PROBLEM: Reproduce all of the material below line for line, keeping every line precisely as it appears.

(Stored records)
[Start]
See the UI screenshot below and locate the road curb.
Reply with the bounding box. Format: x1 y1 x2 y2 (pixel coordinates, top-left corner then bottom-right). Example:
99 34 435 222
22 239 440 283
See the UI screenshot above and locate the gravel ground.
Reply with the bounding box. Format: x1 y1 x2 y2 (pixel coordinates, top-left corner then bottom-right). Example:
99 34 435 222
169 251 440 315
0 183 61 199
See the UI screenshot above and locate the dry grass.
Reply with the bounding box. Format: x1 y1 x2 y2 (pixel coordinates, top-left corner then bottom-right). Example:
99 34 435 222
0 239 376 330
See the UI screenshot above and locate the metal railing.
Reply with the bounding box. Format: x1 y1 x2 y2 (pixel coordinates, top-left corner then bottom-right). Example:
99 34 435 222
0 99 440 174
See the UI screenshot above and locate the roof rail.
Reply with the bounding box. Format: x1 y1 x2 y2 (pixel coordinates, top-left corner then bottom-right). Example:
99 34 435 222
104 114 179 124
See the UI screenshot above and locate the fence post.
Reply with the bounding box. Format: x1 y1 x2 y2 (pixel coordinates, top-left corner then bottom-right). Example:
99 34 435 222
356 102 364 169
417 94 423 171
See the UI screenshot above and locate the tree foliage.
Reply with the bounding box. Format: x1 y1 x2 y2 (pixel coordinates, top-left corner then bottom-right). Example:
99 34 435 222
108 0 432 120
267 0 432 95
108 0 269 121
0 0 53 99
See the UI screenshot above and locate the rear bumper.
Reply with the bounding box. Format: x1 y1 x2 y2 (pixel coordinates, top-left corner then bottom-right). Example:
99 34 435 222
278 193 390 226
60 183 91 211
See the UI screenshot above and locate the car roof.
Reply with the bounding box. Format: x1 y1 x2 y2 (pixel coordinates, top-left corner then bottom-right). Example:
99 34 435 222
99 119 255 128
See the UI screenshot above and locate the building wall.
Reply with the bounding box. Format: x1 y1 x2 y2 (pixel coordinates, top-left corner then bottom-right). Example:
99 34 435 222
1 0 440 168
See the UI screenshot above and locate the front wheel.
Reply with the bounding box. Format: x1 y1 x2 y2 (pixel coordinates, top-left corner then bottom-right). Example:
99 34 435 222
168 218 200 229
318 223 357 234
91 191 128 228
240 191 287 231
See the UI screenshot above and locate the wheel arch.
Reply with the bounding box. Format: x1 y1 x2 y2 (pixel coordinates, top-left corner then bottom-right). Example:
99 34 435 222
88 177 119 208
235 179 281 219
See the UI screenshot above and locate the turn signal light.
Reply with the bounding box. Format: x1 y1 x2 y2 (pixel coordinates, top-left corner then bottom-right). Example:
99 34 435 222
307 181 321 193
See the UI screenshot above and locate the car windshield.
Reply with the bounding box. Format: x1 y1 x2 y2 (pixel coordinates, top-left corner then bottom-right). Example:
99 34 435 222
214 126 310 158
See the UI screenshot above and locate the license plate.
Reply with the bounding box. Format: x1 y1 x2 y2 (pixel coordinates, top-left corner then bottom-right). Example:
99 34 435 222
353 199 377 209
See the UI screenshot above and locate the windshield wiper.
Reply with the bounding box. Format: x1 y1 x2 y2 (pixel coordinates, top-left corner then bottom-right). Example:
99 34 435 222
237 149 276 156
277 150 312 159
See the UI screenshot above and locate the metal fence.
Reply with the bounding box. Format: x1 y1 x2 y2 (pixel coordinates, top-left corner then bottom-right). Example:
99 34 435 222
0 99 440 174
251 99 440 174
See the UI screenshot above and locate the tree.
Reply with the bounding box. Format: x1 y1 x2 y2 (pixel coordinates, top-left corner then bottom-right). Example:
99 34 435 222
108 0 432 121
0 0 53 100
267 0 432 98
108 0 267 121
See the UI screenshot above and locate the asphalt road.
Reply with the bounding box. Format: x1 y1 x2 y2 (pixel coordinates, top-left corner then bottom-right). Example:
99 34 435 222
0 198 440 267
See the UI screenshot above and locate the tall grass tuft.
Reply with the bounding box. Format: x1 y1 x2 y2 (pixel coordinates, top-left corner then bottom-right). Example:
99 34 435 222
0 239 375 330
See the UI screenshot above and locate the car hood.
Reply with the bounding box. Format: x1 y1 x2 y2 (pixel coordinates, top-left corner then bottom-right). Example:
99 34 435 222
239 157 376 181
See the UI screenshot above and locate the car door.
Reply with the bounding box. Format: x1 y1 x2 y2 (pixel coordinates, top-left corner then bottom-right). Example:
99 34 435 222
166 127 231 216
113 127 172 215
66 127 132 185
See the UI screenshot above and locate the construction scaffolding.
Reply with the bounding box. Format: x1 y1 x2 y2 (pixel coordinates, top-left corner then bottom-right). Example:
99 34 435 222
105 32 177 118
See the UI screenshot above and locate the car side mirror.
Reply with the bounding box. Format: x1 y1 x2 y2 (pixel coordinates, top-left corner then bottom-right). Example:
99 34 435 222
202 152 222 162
[End]
ANSWER IN FULL:
See the UI screenshot below and locate the road curb.
Reply with the bounding box. Format: x1 y1 x2 y2 (pixel coordinates, top-left corner then bottom-right). Example:
99 34 435 222
22 239 440 283
See the UI screenshot above and locate the gravel ground.
Reply with the bounding box. Format: x1 y1 x2 y2 (pixel coordinates, top-left corner then bottom-right). Example:
99 34 435 222
169 251 440 315
0 183 61 199
See the UI screenshot above and locate the dry grass.
Reply with the bounding box. Format: x1 y1 x2 y2 (pixel coordinates, top-left corner then bottom-right). Example:
99 34 435 222
0 239 376 330
See the UI screenshot above and locate the metal railing.
Reply with the bounding box. Format: x1 y1 x2 y2 (pixel coordinates, top-left corner then bottom-right). Example:
99 34 435 222
0 99 440 174
See the UI screenshot above and locate the roof rail.
Reply with the bounding box. Format: x1 y1 x2 y2 (pixel coordinates, top-left corner then bottom-right). Example:
99 34 435 222
104 114 179 124
See the UI screenshot above and locate the fence post.
Reply with the bounding box. Format: x1 y1 x2 y2 (pixel coordinates, top-left corner then bottom-right). Example:
99 34 435 222
356 102 364 169
417 94 423 171
See the UI screenshot above and locate the tree foliage.
Reply with the bounding box. Format: x1 y1 x2 y2 (pixel coordinates, top-left corner then bottom-right). Example:
99 34 435 222
108 0 432 120
267 0 432 95
108 0 269 121
0 0 53 99
See the UI screenshot above and locate the rear bumper.
Reply with the bounding box. Format: x1 y1 x2 y2 (pixel coordinates, top-left corner then bottom-right). Example:
99 34 435 222
278 193 390 226
60 183 91 211
See the UI screenshot above and locate the car roof.
Reply with the bounding box. Format: x1 y1 x2 y2 (pixel coordinates, top-left corner then bottom-right). Example:
99 34 435 222
99 119 255 128
See the UI screenshot above and locate the building wall.
Reply with the bounding box. Format: x1 y1 x2 y2 (pixel coordinates, top-left corner then bottom-right). Example:
99 34 435 222
1 0 440 168
See the UI screenshot above and locate the front wheel.
Reply with the bounding box. Format: x1 y1 x2 y2 (pixel coordinates, top-left corner then bottom-right). Example:
99 34 435 222
168 218 200 229
318 223 357 234
91 191 128 228
240 191 287 231
See the UI screenshot above and locate the wheel arch.
Reply with the bounding box. Format: x1 y1 x2 y2 (pixel coordinates, top-left corner then bottom-right). Example:
99 34 435 222
88 177 119 208
235 179 281 219
See the UI screenshot above and locate the turn signal light.
Reply with the bounding box. Format: x1 y1 x2 y2 (pixel coordinates, top-left corner then bottom-right). Example:
99 34 435 222
307 181 321 193
See the UI screenshot above and locate the car windshield.
Reply with the bounding box. Format: x1 y1 x2 y2 (pixel coordinates, top-left corner then bottom-right). Example:
99 34 435 222
214 126 310 158
See the UI screenshot above and locate the license plate.
Reply with the bounding box. Format: x1 y1 x2 y2 (pixel coordinates, top-left corner then bottom-right). Example:
99 34 435 222
353 199 377 209
See the UI screenshot above and locate the windshield wiper.
Reply with the bounding box. Format: x1 y1 x2 y2 (pixel coordinates, top-left corner then bottom-right). Example:
99 34 435 222
237 149 276 156
277 150 312 159
See the UI screenshot above and locate the metal fence.
Reply with the bounding box. Format: x1 y1 x2 y2 (pixel coordinates, top-left corner then bottom-right). Example:
99 34 435 222
0 99 440 174
251 99 440 174
See the UI screenshot above and locate the tree.
Reply with the bounding box. Format: x1 y1 x2 y2 (pixel coordinates, top-left corner then bottom-right). Example:
99 34 435 222
108 0 432 121
0 0 53 100
267 0 432 98
108 0 267 121
See the UI screenshot above and locate the asphalt road.
Reply with the bounding box. Format: x1 y1 x2 y2 (pixel coordinates, top-left corner then bottom-right). Example:
99 34 435 222
0 198 440 267
See the UI screenshot above and locate the tall grass tuft.
Reply with the bounding box. Format: x1 y1 x2 y2 (pixel coordinates, top-left corner then bottom-right). Example:
99 34 435 222
0 239 375 330
See the UI screenshot above and locate the car hood.
Reply with the bounding box. Format: x1 y1 x2 y2 (pixel coordinates, top-left corner then bottom-right). Example:
99 34 435 222
239 157 376 181
See the UI screenshot above and locate the car door.
Reply with the bounding box. Format: x1 y1 x2 y2 (pixel coordinates, top-left corner then bottom-right). Example:
99 34 435 222
166 127 231 216
113 127 172 215
66 127 132 185
See the UI screenshot above and locate the construction scaffolding.
Reply with the bounding box. Format: x1 y1 x2 y2 (pixel coordinates, top-left corner then bottom-right). Example:
99 34 435 222
105 32 177 118
See the UI screenshot above and locate the car side mirror.
Reply with the bounding box. Format: x1 y1 x2 y2 (pixel coordinates, top-left corner then bottom-right). Example:
99 34 435 222
202 152 222 162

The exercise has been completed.